#### Task objective
Can you rewrite the part of the compiler notes that opens with the words containing "The +uc option" and closes with "with GNU/gcc style coding.", putting "migrating" in place of "porting"?

** start of Source **

Most frequently reported migration issue: enum x { x1, };
The trailing comma is an error, and aC++ now generates Warning 921.

Behavior of the +m[d] and +M[d] options has changed. When used with the -E option, only dependency file information is generated, and there is no preprocessing output.

Behavior when combining the +m[d] or +M[d] option with the -P option is unchanged. Both dependency information and preprocessing output are generated.

The +uc option allows you to change the compiler default (signed char) and treat an unqualified (plain) char data type as unsigned char. This may help in porting code from other environments to HP-UX.

As a debugging aid, HP aC++ predefines three string variables for each current function. This functionality provides compatiblity with the C99 standard and with GNU/gcc style coding.

For C99 style coding:

__func__ indicates the function name as it appears in the source.

For GNU/gcc style coding:

 __FUNCTION__  indicates the function name as it appears in the source.

__PRETTY_FUNCTION__  indicates the function name, its argument types, and its return type.

You can use the predefined variables in your code, as in the following examples.

For C99 style coding:

void foo() {
  printf("The function name is %s.\n", __func__);
}
       Output from the example would be:
 
  The function name is foo.

For GNU/gcc style coding:

#include <stdio.h>
 
class a {
 public:
  sub (int i)
  	{
    printf ("__FUNCTION__ = %s\n", __FUNCTION__);
    printf ("__PRETTY_FUNCTION__ = %s\n", __PRETTY_FUNCTION__);	  }
};
 
int main (void)
{
  a ax;
  ax.sub (0);
  return 0;
}
 
       Output from the example would be:
 
__FUNCTION__ = sub
__PRETTY_FUNCTION__ = int  a::sub (int)

Note, these names are not macros. They are predefined string variables. For example, #ifdef __FUNCTION__ has no special meaning inside a function, since the preprocessor does not recognize __FUNCTION__.

Also note, the names __FUNCTION__, __PRETTY_FUNCTION__, and __func__ are reserved for use by the compiler. If any other identifier is explicitly declared using any of these names, the behavior is undefined.

A macro can be defined to accept a variable number of arguments, much as you would define a function. This provides compatiblity with the C99 standard and GNU/gcc style coding. If you have coded your macros in GNU/gcc style, you can expect GNU/gcc style behavior. If you have coded your macros to C99 standards, you can expect C99 style behavior.

** end of Source **
** start of Recorded data **

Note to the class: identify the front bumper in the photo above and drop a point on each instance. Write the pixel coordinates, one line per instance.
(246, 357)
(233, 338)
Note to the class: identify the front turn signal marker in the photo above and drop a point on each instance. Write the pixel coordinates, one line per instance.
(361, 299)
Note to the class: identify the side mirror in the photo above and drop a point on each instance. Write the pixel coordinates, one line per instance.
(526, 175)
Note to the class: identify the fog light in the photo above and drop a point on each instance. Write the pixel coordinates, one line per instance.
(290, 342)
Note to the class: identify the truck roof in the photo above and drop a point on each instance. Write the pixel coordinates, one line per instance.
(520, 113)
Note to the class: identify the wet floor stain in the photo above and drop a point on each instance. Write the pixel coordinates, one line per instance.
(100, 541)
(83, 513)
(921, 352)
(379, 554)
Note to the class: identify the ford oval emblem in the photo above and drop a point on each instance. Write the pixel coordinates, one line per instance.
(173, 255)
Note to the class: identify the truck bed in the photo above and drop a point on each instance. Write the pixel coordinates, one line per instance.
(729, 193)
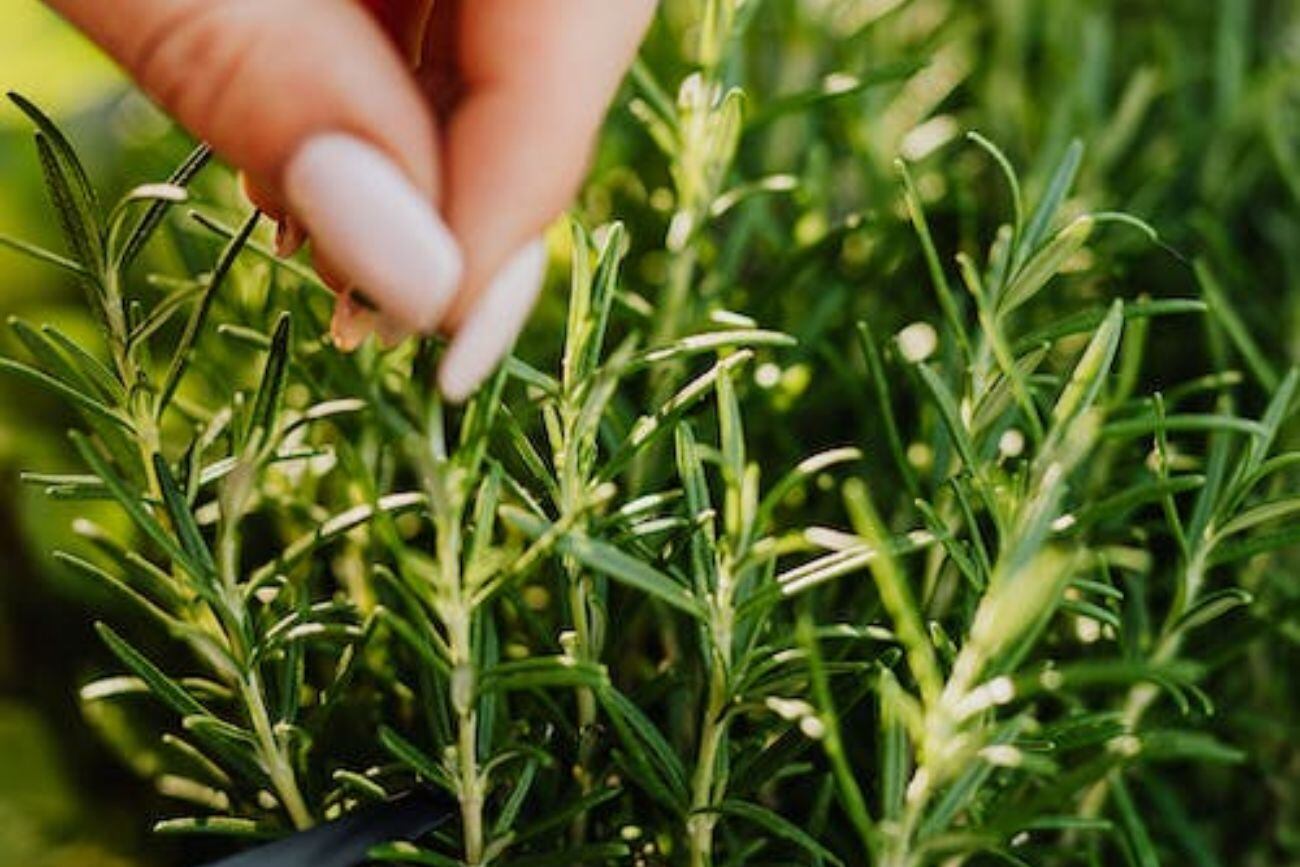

** end of Recorded data **

#### Expected answer
The +uc option allows you to change the compiler default (signed char) and treat an unqualified (plain) char data type as unsigned char. This may help in migrating code from other environments to HP-UX.

As a debugging aid, HP aC++ predefines three string variables for each current function. This functionality provides compatiblity with the C99 standard and with GNU/gcc style coding.